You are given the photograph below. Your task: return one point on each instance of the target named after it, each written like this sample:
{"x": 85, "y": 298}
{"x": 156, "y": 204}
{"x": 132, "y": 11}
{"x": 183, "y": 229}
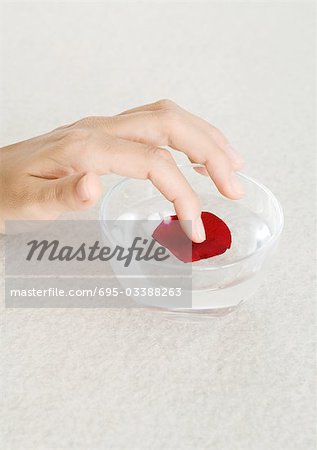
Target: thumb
{"x": 74, "y": 192}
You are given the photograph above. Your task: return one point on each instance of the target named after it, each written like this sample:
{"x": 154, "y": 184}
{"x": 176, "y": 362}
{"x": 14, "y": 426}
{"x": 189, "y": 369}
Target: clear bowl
{"x": 221, "y": 283}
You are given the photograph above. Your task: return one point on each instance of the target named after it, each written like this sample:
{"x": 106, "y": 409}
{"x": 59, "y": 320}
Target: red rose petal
{"x": 171, "y": 236}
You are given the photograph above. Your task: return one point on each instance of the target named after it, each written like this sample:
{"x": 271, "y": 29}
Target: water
{"x": 216, "y": 290}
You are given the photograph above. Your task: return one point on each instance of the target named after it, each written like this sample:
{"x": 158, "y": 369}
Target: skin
{"x": 59, "y": 171}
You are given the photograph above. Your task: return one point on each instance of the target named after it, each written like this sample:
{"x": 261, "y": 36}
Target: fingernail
{"x": 236, "y": 186}
{"x": 234, "y": 154}
{"x": 199, "y": 230}
{"x": 82, "y": 189}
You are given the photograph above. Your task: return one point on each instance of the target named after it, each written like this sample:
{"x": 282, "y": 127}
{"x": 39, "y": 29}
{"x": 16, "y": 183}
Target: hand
{"x": 58, "y": 171}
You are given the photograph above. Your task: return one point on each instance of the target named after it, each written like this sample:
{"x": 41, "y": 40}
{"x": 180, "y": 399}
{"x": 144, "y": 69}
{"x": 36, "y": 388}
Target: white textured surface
{"x": 103, "y": 379}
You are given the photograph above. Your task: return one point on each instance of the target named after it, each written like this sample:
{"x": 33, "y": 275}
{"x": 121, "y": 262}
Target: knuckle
{"x": 160, "y": 155}
{"x": 166, "y": 103}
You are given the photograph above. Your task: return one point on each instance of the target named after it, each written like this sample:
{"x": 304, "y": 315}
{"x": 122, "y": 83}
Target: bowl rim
{"x": 268, "y": 243}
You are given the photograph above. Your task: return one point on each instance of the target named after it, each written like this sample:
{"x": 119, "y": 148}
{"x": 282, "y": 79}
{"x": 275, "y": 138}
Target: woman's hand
{"x": 58, "y": 171}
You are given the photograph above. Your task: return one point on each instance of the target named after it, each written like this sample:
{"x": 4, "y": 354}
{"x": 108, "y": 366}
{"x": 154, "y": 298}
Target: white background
{"x": 99, "y": 379}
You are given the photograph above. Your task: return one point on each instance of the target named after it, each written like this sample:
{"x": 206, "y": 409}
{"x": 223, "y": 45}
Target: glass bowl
{"x": 220, "y": 283}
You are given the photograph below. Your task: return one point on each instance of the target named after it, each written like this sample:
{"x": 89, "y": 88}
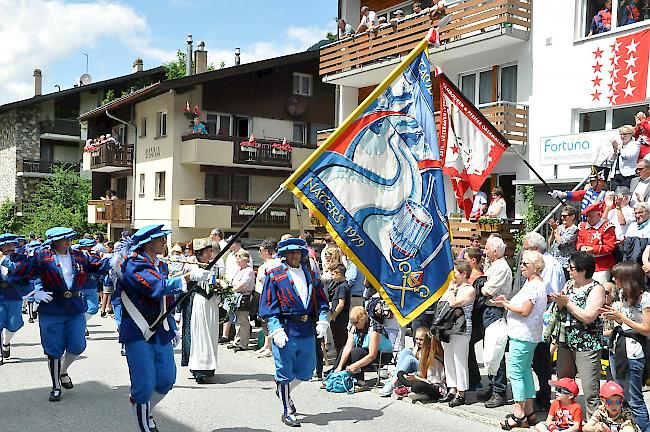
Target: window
{"x": 302, "y": 84}
{"x": 143, "y": 126}
{"x": 121, "y": 187}
{"x": 162, "y": 124}
{"x": 598, "y": 18}
{"x": 218, "y": 124}
{"x": 160, "y": 184}
{"x": 479, "y": 87}
{"x": 610, "y": 118}
{"x": 300, "y": 132}
{"x": 227, "y": 187}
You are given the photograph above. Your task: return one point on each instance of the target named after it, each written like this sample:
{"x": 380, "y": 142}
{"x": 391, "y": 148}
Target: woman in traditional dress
{"x": 201, "y": 316}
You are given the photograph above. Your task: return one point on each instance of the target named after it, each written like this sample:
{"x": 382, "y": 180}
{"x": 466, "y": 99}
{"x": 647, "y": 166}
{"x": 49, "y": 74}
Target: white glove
{"x": 43, "y": 296}
{"x": 177, "y": 338}
{"x": 199, "y": 275}
{"x": 280, "y": 338}
{"x": 321, "y": 329}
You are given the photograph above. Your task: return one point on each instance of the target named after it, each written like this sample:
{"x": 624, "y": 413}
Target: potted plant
{"x": 282, "y": 149}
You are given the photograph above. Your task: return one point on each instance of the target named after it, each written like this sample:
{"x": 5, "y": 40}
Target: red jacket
{"x": 600, "y": 237}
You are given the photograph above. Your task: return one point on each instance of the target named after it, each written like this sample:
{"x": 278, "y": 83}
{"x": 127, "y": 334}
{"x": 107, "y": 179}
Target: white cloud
{"x": 294, "y": 39}
{"x": 38, "y": 33}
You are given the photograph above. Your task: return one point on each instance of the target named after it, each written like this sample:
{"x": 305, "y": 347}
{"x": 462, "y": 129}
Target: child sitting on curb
{"x": 611, "y": 415}
{"x": 565, "y": 413}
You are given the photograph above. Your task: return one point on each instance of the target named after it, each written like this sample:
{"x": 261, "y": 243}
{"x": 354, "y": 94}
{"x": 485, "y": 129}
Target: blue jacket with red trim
{"x": 280, "y": 300}
{"x": 147, "y": 284}
{"x": 43, "y": 264}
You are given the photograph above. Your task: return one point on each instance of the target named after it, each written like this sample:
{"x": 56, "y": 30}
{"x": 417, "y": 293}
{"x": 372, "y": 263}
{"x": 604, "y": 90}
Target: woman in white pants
{"x": 460, "y": 294}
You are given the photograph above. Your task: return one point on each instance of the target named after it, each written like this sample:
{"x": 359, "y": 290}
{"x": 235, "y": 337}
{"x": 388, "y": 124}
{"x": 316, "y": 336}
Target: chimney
{"x": 188, "y": 65}
{"x": 38, "y": 82}
{"x": 138, "y": 65}
{"x": 201, "y": 59}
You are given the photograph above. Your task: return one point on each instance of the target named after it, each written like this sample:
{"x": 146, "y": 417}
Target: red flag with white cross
{"x": 620, "y": 69}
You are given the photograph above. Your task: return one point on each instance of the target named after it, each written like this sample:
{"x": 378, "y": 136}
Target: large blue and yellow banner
{"x": 376, "y": 184}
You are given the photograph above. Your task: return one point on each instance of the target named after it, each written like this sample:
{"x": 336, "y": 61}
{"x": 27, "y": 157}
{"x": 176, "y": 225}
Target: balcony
{"x": 494, "y": 23}
{"x": 61, "y": 128}
{"x": 110, "y": 158}
{"x": 42, "y": 168}
{"x": 219, "y": 150}
{"x": 109, "y": 211}
{"x": 204, "y": 213}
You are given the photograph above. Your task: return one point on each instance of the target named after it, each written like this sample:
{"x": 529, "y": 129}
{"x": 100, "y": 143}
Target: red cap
{"x": 599, "y": 206}
{"x": 567, "y": 383}
{"x": 610, "y": 388}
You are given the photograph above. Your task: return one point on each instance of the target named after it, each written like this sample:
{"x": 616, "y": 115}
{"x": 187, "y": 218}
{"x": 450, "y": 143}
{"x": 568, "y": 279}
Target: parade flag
{"x": 470, "y": 145}
{"x": 620, "y": 69}
{"x": 376, "y": 185}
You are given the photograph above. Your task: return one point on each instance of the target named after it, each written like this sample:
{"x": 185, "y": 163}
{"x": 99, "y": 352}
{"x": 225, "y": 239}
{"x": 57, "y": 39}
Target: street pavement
{"x": 241, "y": 399}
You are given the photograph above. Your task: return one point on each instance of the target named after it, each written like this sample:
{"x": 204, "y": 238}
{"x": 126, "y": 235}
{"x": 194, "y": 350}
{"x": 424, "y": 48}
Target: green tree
{"x": 8, "y": 220}
{"x": 61, "y": 200}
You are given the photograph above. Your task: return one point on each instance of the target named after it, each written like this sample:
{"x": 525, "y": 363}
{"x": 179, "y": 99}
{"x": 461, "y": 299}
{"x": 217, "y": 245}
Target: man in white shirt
{"x": 639, "y": 185}
{"x": 618, "y": 211}
{"x": 368, "y": 20}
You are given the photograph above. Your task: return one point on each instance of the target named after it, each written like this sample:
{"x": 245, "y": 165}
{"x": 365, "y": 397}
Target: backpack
{"x": 340, "y": 382}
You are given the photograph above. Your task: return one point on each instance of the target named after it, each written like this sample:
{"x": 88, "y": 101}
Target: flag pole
{"x": 193, "y": 285}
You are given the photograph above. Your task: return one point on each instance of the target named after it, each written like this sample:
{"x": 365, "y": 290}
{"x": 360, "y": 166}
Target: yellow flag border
{"x": 290, "y": 184}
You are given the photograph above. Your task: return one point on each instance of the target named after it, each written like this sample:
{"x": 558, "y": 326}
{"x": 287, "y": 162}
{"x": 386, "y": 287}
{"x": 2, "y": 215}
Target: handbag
{"x": 340, "y": 382}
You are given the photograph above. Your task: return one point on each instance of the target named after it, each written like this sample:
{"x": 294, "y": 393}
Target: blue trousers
{"x": 92, "y": 301}
{"x": 62, "y": 333}
{"x": 633, "y": 385}
{"x": 11, "y": 317}
{"x": 296, "y": 361}
{"x": 151, "y": 368}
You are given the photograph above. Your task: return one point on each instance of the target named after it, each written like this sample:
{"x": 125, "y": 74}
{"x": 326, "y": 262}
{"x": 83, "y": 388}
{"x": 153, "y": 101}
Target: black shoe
{"x": 457, "y": 401}
{"x": 66, "y": 382}
{"x": 55, "y": 395}
{"x": 495, "y": 401}
{"x": 290, "y": 420}
{"x": 450, "y": 396}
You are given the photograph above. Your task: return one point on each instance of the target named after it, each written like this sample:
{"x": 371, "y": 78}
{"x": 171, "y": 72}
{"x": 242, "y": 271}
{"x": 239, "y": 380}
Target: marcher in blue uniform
{"x": 294, "y": 303}
{"x": 63, "y": 272}
{"x": 11, "y": 319}
{"x": 144, "y": 288}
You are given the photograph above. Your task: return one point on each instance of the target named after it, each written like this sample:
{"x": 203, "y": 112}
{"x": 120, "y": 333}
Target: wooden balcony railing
{"x": 61, "y": 127}
{"x": 112, "y": 211}
{"x": 112, "y": 155}
{"x": 470, "y": 18}
{"x": 43, "y": 166}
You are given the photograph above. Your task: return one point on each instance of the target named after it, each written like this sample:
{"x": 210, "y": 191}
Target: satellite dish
{"x": 85, "y": 79}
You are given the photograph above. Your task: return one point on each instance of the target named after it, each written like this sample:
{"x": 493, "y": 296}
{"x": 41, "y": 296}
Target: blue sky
{"x": 53, "y": 35}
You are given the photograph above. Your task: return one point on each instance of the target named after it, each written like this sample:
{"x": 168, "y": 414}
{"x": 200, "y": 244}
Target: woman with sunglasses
{"x": 563, "y": 237}
{"x": 579, "y": 334}
{"x": 632, "y": 316}
{"x": 525, "y": 321}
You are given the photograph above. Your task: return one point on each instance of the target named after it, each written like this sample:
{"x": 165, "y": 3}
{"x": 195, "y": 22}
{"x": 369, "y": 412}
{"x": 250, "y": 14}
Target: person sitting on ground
{"x": 367, "y": 342}
{"x": 345, "y": 29}
{"x": 408, "y": 360}
{"x": 611, "y": 415}
{"x": 565, "y": 413}
{"x": 430, "y": 381}
{"x": 368, "y": 20}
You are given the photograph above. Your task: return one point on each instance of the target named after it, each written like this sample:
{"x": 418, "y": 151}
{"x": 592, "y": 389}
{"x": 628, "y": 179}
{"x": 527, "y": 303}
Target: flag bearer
{"x": 295, "y": 306}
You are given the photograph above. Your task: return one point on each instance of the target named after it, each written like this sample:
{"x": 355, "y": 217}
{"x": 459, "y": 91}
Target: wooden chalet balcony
{"x": 111, "y": 158}
{"x": 109, "y": 211}
{"x": 472, "y": 20}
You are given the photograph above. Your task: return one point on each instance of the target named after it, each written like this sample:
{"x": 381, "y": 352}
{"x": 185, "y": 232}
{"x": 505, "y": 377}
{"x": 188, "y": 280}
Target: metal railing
{"x": 112, "y": 211}
{"x": 470, "y": 18}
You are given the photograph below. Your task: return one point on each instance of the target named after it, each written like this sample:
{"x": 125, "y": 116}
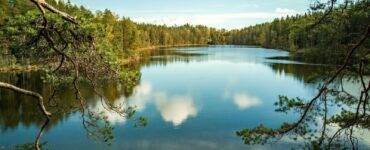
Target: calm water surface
{"x": 192, "y": 97}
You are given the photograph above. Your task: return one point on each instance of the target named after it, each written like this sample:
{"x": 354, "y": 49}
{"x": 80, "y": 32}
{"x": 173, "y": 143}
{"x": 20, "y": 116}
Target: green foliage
{"x": 324, "y": 43}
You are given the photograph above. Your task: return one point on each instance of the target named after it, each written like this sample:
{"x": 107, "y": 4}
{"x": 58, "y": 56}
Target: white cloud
{"x": 176, "y": 109}
{"x": 244, "y": 101}
{"x": 285, "y": 11}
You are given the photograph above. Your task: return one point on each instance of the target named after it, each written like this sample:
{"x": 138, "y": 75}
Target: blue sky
{"x": 228, "y": 14}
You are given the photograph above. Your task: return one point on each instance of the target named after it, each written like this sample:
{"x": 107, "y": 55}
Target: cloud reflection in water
{"x": 176, "y": 109}
{"x": 244, "y": 101}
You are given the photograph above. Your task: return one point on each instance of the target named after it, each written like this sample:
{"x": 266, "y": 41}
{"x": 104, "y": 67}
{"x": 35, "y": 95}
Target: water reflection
{"x": 191, "y": 96}
{"x": 244, "y": 101}
{"x": 175, "y": 109}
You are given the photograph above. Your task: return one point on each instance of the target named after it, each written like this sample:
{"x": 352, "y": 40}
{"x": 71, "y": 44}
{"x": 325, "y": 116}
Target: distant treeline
{"x": 120, "y": 37}
{"x": 310, "y": 36}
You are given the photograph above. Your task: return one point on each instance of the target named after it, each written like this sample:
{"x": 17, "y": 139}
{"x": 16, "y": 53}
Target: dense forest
{"x": 305, "y": 39}
{"x": 120, "y": 37}
{"x": 116, "y": 36}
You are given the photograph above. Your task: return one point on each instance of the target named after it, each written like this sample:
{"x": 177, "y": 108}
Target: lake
{"x": 192, "y": 98}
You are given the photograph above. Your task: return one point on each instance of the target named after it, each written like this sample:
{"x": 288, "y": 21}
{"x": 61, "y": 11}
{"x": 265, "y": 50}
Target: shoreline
{"x": 170, "y": 46}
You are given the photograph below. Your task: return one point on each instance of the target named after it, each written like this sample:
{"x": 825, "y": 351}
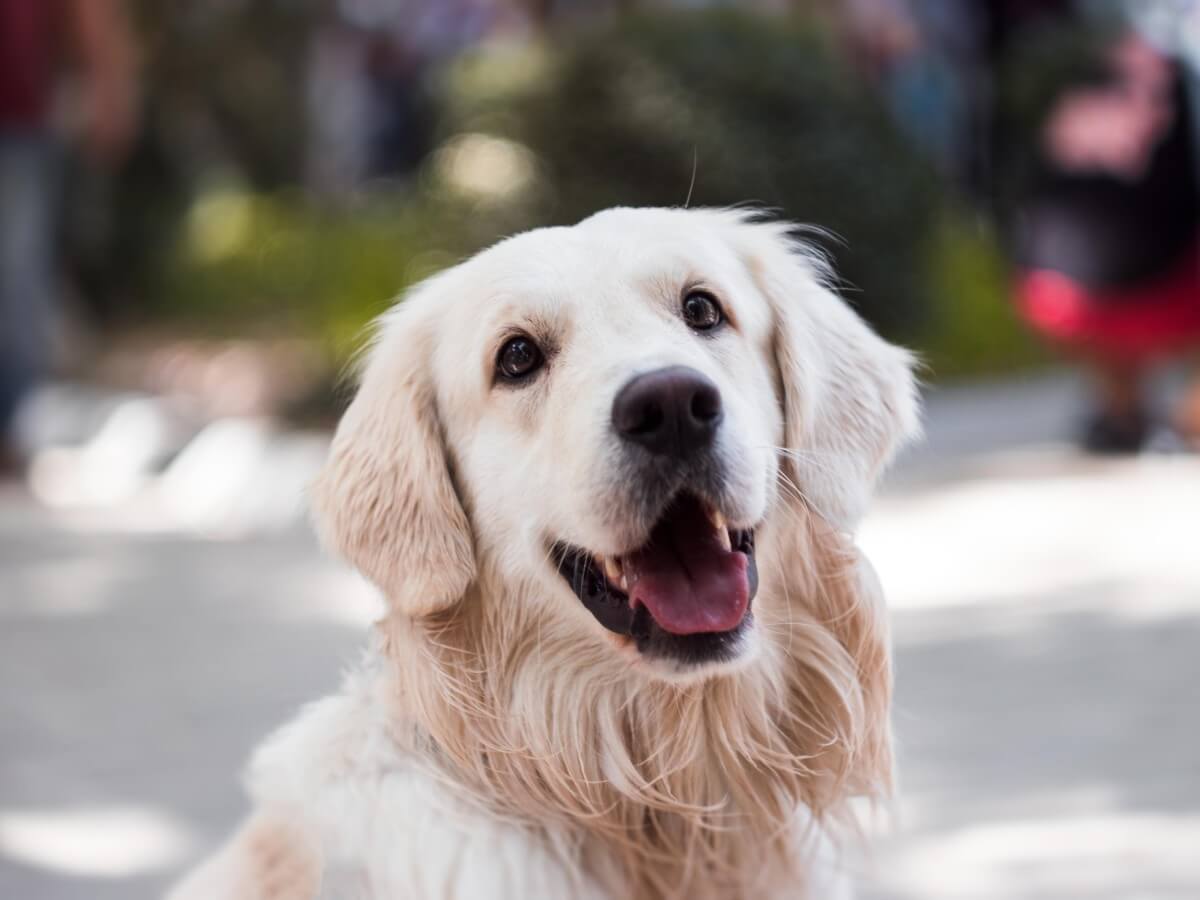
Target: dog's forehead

→ **YOUR OBJECTIVE**
Which lines above contain the word "wooden"? Show each of them in full, treating uppercase and lowercase as different.

→ **WRITTEN ANSWER**
Target: wooden balcony railing
Target: wooden chalet balcony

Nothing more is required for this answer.